(RECORDS PROVIDED)

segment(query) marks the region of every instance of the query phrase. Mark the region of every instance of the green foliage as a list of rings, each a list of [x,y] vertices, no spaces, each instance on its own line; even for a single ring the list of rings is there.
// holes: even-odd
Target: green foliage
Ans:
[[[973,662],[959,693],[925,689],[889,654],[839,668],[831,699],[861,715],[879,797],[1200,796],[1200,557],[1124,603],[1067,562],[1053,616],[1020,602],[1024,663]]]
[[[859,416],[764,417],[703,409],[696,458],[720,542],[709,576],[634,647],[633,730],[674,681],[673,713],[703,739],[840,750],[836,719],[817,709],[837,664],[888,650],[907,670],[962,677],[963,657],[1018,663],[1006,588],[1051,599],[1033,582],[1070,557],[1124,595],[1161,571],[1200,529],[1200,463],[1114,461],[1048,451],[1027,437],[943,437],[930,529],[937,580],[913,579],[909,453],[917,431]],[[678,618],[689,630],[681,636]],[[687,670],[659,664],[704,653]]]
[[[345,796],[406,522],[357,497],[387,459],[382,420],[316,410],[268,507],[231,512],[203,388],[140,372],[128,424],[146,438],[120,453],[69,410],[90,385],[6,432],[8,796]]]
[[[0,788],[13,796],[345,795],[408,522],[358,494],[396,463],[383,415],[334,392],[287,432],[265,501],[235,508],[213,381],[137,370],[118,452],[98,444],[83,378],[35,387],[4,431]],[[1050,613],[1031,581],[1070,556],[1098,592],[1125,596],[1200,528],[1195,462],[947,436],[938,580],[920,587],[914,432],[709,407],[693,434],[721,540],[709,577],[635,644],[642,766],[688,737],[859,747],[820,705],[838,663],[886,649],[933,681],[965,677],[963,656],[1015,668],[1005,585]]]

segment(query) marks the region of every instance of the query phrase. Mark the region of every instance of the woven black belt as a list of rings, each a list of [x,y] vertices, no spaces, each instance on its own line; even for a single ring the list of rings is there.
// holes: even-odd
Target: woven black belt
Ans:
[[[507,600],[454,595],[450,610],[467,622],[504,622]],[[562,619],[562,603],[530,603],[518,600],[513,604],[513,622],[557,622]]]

(End RECORDS PROVIDED)

> _TASK TO COMPLETE_
Give an exact copy of the lines above, from the top of the records to the line that contains "Target: green foliage", taking in both ends.

> _EXPECTED OUTPUT_
segment(query) marks the region of every instance of the query phrase. Mark the region of every instance of the green foliage as a list of rings, each a list of [x,y] vertices, no spaces, each instance on its own line; even for a single ring the list of rings is there.
// holes: even-odd
Target: green foliage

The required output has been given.